### TRECHO DO TEXTO:
- - -

Meninas do Piauí são destaque em evento internacional de inovação tecnológica e recebem prêmio
Quando falamos de revolução tecnológica, pensamos em smartphones, tablets, notebook, avanços em ferramentas que facilitem processos em cirurgias ou favoreçam a fabricação de produtos, até mesmo desenvolvimento de sites, serviços de Streaming ou numa infinidade de conhecimentos adquiridos que interajam com a sociedade a níveis cada vez mais rápidos. Contudo, ainda existem muitas diferenças quando falamos sobre como essas ferramentas e espaços são ocupados por homens e mulheres.
Mesmo o número de pesquisadoras em instituições de ensino seja majoritariamente feminino, ainda existe desconfiança do mercado em profissionais mulheres - principalmente quando a profissional ocupa um espaço dominado por homens, como cursos de Ciências da Computação, Engenharias, etc - aparente reflexo do preconceito gerado a partir de estruturas patriarcais que regem os fatores econômicos, políticos e sociais em cidades brasileiras.
Apesar desta dura realidade enfrentada pelas mulheres, estudantes do Instituto Federal do Piauí (IFPI), do curso de Eletrônica, foram destaque na etapa sul-americana da Imagine Cup, evento realizado pela empresa Microsoft, em 2018, em São Paulo. O projeto foi coordenado pelo professor Francisco Marcelino, professor do curso de Eletrônica e Coordenador do Laboratory of Intelligent Robotics, Automation and Systems (LABIRAS), e recebeu o troféu de escolha do público.
Marcelino afirma que a ideia surgiu a partir de uma conversa com uma família que necessitava do equipamento, mas não tinham recursos financeiros para tal. “Uma família nos procurou. A criança da família devia ter uns três anos de idade na época. Ela nasceu sem um braço, tinha um normal, mas o outro não tinha o antebraço completo, apenas do cotovelo até metade do antebraço. Eles falaram: ‘professor aquele braço comum, aquele braço estético, só a mão parada, é de 10 a 15 mil reais, e o que tem o braço com feedback, com sensores, que sente o músculo da criança, que a mão abre e fecha é 150 mil reais. Aí a gente queria uma maneira de poder resolver isso.’ Nós propomos o projeto, mas infelizmente não deu certo para a criança, pois não conseguimos adaptar a prótese para seu tamanho, porém conseguimos fazer o esquema da prótese, de um modo geral, em que você consegue utilizar o sensor, produzido pelo LABIRAS, para coletar o sinal da musculatura da pessoa ao abrir e fechar a mão”, relata.

- - -

### OBJETIVOS:
[A] Responda às perguntas a seguir com base na reportagem sobre as estudantes do IFPI:
(i) Em que cidade e em que ano foi realizada a etapa sul-americana da Imagine Cup?
(ii) Que troféu o projeto recebeu?
(iii) Segundo a família, qual era o preço do braço com feedback e sensores?
[B] Dê prosseguimento à reportagem sobre as estudantes do IFPI a partir do ponto em que ela termina.

### DADOS DE ORIGEM:
- - -

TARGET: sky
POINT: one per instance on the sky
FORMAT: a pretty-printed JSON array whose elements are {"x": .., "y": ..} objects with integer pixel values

- - -

### RESPOSTAS FINAIS:
[A]
(i) Em São Paulo, em 2018.
(ii) O troféu de escolha do público.
(iii) 150 mil reais.

[B]
A mão comercial, além de seu alto custo, no valor de 150 mil, também deveria passar por treinamento com o usuário da prótese nos Estados Unidos (EUA) e ficar cerca de dois meses no país para que pudesse treinar e se acostumar com o uso da prótese, situação utópica à realidade de muitas famílias no Brasil.
A partir de incentivo do Programa Institucional de Bolsas de Iniciação Científica Júnior (Pibic.Jr), o projeto que inicialmente tinha por objetivo construir próteses de baixo custo para pacientes amputados, adquiriu um novo objetivo após o amadurecimento da ideia. Luize Cristina e Sara Sampaio - atualmente estudantes do curso de Fisioterapia - foram responsáveis pela evolução desse projeto - em conjunto com a equipe do LABIRAS - conseguiram construir sensores capazes de medir o nível de estímulos nervosos no local afetado, além de apresentar dados quantitativos aos terapeutas ocupacionais sobre o processo de recuperação do paciente foi a cereja do bolo.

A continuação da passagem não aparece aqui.